* **ОТРЫВОК ТЕКСТА**
Да, но что бы эти ребята обоего пола ни писали о Победоносцеве, им с Дмитрием Ивановичем Менделеевым или Борисом Николаевичем Чичериным не справиться. Вообще, эти ребята ничего хорошего в советскую философию, критику и политику не привнесли. Когда молодых ученых — философов и политологов — при Сталине кооптировали кого в академики, кого в члены-корреспонденты, вождь, рассказывают, поморщившись, одобрил: «Пороху они, конечно, не выдумают, но ребята хорошие!»

Источник сей байки — Марк Борисович Митин, человек неглупый и циничный, главный диалектик страны, досидевший на Волхонке в кресле директора Института философии почти до самой смерти, надолго пережив своего рекомендателя.

Александр Кони, любимец большевиков

Так уж непоправима репутация Константина Петровича?!

* **ЗАДАНИЕ**
Перескажите этот отрывок в двух предложениях. Записи, приведённые ниже, для работы не понадобятся.

* **ЗАПИСИ**
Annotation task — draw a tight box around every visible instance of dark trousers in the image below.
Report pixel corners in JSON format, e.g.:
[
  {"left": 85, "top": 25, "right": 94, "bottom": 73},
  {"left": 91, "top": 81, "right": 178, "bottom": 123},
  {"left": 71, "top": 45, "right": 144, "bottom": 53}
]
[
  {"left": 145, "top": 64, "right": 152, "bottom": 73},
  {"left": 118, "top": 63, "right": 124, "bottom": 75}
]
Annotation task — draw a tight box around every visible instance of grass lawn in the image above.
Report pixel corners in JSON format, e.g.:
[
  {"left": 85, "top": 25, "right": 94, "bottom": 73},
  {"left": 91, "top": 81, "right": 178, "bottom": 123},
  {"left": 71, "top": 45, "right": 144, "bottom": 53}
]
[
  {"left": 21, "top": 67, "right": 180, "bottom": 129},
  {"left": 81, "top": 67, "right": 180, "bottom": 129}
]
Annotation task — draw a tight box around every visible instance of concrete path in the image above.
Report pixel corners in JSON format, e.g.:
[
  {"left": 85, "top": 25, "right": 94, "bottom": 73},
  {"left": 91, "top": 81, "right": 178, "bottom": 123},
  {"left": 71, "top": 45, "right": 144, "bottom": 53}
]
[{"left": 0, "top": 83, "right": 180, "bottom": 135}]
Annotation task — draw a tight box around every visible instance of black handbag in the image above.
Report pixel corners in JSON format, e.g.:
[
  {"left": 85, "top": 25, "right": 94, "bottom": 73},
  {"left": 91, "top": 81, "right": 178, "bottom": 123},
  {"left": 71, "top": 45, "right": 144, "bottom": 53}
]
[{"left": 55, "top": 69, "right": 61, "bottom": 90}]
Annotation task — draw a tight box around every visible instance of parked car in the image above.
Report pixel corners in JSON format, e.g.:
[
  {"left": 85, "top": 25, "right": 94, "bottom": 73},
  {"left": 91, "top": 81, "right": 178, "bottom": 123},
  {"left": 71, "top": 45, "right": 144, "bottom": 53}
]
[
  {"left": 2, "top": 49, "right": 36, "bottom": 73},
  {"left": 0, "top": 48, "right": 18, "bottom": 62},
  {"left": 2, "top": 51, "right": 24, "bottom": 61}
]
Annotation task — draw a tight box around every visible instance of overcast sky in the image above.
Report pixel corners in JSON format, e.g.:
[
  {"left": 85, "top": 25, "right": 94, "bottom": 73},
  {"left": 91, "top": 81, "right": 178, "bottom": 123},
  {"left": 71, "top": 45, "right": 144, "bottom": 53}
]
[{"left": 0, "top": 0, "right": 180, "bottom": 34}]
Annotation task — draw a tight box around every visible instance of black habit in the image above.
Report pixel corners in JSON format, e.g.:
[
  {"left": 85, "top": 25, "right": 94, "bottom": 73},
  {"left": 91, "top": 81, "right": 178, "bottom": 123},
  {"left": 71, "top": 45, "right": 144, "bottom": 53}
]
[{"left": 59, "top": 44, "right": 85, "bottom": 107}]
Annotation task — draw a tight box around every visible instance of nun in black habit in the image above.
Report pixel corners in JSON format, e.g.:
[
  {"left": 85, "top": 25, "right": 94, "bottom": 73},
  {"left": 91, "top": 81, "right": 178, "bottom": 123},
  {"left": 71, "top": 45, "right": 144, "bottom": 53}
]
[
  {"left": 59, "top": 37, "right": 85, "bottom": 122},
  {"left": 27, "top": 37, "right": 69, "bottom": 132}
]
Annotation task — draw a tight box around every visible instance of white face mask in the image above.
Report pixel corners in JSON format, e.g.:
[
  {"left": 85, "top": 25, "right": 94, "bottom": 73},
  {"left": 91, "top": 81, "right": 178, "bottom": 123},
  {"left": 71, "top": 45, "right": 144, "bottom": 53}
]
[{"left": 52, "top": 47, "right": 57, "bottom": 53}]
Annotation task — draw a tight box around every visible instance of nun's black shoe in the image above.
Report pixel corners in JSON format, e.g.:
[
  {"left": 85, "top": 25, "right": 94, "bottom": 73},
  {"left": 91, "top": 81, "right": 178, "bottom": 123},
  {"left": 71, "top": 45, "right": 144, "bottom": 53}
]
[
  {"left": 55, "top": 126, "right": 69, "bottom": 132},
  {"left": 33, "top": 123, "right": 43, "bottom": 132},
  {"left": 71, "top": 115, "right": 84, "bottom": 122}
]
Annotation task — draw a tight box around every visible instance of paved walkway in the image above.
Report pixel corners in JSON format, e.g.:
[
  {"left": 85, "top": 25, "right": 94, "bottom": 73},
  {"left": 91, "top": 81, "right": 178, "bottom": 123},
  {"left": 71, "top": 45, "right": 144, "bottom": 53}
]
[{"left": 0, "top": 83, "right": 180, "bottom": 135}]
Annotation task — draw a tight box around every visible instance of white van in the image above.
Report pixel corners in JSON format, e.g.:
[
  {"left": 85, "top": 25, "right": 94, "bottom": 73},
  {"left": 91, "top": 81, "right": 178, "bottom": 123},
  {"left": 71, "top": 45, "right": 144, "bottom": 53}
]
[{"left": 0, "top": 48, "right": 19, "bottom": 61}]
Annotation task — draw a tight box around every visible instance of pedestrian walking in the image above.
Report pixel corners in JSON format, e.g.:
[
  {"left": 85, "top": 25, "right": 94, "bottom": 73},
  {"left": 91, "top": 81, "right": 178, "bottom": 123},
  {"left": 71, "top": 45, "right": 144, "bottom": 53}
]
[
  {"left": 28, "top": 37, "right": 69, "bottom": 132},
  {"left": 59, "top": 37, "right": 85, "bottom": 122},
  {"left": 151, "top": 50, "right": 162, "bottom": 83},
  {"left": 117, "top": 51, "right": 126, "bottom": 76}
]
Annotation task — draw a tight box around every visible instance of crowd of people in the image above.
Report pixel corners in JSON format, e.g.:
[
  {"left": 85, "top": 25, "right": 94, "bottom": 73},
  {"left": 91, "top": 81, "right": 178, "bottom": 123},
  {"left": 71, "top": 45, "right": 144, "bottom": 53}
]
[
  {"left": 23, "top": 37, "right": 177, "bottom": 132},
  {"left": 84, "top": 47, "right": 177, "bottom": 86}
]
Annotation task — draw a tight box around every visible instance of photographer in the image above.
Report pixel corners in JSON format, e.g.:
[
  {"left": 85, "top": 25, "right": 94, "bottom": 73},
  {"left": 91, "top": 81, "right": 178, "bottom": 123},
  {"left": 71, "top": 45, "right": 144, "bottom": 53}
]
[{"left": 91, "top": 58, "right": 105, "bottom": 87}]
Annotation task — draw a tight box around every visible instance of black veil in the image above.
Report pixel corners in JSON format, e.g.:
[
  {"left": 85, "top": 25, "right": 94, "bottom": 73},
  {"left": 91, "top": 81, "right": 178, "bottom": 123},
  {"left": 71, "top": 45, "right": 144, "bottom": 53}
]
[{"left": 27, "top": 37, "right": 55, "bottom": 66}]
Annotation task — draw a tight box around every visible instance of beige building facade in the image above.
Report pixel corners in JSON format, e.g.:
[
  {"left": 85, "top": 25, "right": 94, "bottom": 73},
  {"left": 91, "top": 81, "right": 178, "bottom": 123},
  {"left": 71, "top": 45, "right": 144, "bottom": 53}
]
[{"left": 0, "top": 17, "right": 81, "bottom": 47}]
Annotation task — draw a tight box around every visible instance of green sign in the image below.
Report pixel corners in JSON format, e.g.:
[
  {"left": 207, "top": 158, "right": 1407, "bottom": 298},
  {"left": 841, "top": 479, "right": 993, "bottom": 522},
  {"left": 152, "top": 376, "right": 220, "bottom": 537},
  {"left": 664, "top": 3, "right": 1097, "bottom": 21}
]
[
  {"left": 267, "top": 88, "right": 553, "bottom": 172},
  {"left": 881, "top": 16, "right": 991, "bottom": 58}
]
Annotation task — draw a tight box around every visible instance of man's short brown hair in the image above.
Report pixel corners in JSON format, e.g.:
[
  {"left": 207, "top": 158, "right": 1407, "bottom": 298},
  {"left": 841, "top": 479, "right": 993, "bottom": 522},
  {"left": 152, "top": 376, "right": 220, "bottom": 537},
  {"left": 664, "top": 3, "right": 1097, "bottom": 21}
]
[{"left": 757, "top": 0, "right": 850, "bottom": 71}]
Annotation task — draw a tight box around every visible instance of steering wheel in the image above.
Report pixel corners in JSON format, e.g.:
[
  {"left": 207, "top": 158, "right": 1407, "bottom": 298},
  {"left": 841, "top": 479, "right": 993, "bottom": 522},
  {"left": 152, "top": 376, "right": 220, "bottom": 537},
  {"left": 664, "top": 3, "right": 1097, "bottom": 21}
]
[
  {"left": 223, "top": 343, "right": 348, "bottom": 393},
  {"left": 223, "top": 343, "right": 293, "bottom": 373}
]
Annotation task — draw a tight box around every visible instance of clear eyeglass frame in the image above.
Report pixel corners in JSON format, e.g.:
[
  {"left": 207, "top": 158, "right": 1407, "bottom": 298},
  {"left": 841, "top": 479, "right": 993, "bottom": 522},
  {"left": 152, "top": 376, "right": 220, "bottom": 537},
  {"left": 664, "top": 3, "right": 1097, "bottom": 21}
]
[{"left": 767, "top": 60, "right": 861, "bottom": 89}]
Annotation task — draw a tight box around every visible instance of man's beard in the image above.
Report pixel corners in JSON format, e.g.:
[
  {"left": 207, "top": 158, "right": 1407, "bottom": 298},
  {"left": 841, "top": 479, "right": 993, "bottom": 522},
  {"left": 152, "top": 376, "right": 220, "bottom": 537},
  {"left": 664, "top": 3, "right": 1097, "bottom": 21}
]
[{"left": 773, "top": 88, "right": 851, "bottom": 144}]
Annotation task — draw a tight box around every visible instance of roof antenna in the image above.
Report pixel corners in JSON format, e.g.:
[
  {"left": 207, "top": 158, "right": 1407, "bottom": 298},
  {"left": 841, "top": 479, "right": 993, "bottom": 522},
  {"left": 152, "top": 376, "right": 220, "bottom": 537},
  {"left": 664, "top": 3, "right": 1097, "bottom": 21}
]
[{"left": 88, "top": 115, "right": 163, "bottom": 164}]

* **ОТВЕТ**
Пишущим о Победоносцеве «ребятам» не сравниться с Дмитрием Ивановичем Менделеевым или Борисом Николаевичем Чичериным, и ничего хорошего в советскую философию, критику и политику они не привнесли. По байке, источник которой — Марк Борисович Митин, директор Института философии, Сталин, одобряя выдвижение молодых философов и политологов в академики и члены-корреспонденты, сказал, что пороху они не выдумают, но ребята хорошие.